(Texte fourni)
■ ■ ■ ■ ■

Ballade au bout du monde / Tome 1 – La prison

Laurent Vicomte s’est éteint en août 2020, à l’âge de 63 ans. Bien qu’il n’ait dessiné qu’un nombre restreint d’albums (une dizaine), il occupe une place à part dans le paysage de la bande dessinée car il reste le dessinateur de deux séries à succès: Sasmira et Ballade au bout du monde. Hommage à un artiste perfectionniste et attachant.

Ballade au bout du monde (c) Glénat

Synopsis

Ayant appris par hasard l’existence d’une vaste région marécageuse baignée en permanence par la brume, un jeune photographe parisien, obsédé par son art, décide de se rendre quelques jours sur place pour réaliser un reportage.

A peine arrivé à destination, le jeune homme est le témoin d’une vive altercation entre le propriétaire de l’hôtel dans lequel il a prévu de résider, et un pauvre bougre. Ce dernier, un ancien médecin tombé dans l’alcoolisme, reproche à l’hôtelier la disparition inexpliquée de son fils dans les marais, dix ans auparavant, à l’occasion d’une partie de chasse. Le photographe découvre alors que des phénomènes identiques de disparition se sont produites dans la région au cours du temps. Surnommé le Bout du Monde, ce vaste marais peu accessible semble receler une part de mystère.

■ ■ ■ ■ ■

(À faire)
Répondez à ces questions d'après le texte fourni :
(a) À quel âge Laurent Vicomte est-il mort ?
(b) De quelle ville vient le jeune photographe ?
(c) Quel surnom donne-t-on au vaste marais ?

■ ■ ■ ■ ■

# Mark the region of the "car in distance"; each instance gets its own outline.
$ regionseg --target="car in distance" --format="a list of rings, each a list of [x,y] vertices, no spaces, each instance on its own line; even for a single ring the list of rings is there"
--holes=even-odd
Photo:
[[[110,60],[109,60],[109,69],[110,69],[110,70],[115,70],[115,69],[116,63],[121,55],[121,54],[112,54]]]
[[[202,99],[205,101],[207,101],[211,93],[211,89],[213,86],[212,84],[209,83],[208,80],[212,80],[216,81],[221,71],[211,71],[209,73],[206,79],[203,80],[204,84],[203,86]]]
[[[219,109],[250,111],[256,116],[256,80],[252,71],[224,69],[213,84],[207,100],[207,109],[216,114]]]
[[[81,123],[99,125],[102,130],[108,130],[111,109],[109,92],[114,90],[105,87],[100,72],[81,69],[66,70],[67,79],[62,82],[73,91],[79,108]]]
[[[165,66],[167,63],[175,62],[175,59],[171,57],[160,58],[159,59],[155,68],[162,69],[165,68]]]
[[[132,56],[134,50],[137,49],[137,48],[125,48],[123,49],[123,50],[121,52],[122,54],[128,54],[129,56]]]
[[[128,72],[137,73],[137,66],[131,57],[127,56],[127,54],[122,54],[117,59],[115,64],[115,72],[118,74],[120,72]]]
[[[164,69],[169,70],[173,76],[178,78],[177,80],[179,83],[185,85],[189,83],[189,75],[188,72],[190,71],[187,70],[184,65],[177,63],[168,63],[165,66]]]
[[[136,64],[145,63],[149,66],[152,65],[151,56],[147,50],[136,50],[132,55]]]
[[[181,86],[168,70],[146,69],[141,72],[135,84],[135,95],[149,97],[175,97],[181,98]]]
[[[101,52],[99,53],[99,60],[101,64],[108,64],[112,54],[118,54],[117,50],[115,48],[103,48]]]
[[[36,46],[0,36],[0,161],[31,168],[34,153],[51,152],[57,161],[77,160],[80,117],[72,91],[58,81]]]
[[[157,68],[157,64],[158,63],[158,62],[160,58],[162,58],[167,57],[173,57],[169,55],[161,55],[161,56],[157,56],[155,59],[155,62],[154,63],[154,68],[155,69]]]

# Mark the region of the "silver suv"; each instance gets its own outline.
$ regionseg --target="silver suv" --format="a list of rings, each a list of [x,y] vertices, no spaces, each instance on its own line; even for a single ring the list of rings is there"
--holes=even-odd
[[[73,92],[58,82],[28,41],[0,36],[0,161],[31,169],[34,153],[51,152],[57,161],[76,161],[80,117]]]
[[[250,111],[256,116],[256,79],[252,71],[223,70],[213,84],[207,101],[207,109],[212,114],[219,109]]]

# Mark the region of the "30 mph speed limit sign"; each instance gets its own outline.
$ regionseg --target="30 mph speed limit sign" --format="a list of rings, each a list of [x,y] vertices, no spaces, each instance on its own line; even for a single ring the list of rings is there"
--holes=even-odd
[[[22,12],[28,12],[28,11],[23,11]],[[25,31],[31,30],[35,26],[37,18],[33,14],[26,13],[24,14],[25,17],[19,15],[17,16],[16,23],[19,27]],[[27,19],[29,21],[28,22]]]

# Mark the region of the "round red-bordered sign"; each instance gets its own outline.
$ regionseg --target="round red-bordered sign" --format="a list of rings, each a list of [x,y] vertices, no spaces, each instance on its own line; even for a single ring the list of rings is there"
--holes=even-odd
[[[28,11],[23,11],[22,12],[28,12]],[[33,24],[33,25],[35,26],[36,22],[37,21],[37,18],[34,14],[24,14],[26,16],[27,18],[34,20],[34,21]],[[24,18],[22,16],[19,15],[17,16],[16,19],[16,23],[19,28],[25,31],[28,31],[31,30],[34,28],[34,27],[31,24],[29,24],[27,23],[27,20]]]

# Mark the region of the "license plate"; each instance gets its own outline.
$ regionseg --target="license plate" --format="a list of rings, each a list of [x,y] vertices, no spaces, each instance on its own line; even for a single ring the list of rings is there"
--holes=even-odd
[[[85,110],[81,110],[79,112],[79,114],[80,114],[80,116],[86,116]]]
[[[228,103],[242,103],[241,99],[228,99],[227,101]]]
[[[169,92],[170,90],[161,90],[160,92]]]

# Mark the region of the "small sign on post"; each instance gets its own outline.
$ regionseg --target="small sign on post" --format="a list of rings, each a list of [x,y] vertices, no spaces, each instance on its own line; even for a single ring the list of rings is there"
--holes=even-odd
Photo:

■ ■ ■ ■ ■

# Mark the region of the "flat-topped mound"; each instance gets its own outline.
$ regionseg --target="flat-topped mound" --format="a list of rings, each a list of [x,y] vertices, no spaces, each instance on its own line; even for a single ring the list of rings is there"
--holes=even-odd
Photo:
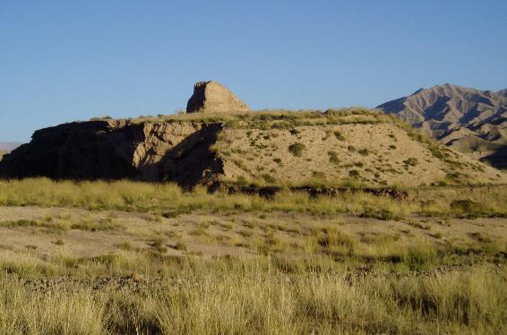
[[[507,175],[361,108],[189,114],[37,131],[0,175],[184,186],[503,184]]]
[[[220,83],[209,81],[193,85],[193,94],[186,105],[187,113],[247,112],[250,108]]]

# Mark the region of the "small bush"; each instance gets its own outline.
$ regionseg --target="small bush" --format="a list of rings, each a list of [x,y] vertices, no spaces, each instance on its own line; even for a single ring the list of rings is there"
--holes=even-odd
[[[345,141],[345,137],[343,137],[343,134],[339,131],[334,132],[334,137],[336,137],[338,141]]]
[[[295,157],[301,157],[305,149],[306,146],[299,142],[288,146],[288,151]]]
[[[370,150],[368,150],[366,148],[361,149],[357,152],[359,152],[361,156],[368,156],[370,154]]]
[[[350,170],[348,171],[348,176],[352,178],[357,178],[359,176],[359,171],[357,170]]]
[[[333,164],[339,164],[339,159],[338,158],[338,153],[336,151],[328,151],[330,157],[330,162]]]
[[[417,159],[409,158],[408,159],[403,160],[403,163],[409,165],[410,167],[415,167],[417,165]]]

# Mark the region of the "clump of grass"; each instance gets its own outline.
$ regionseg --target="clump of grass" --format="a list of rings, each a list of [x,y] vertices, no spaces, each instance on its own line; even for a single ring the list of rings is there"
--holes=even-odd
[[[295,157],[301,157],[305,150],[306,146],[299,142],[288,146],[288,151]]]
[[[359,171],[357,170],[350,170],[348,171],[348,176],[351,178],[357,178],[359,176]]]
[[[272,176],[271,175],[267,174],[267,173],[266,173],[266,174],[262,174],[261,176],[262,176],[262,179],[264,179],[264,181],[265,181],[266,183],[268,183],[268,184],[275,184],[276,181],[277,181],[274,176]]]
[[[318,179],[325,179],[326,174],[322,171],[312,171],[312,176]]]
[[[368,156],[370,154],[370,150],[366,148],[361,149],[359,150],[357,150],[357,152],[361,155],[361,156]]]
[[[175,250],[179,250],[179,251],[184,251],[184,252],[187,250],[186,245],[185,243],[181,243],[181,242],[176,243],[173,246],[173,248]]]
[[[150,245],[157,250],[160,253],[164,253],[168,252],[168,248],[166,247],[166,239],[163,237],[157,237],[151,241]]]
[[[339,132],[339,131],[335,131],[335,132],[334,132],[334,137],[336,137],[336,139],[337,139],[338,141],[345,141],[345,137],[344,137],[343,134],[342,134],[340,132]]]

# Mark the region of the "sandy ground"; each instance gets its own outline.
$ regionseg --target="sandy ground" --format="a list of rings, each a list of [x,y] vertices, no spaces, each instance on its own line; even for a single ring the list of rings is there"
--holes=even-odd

■ ■ ■ ■ ■

(La solution)
(a) À 63 ans.
(b) De Paris.
(c) Le Bout du Monde.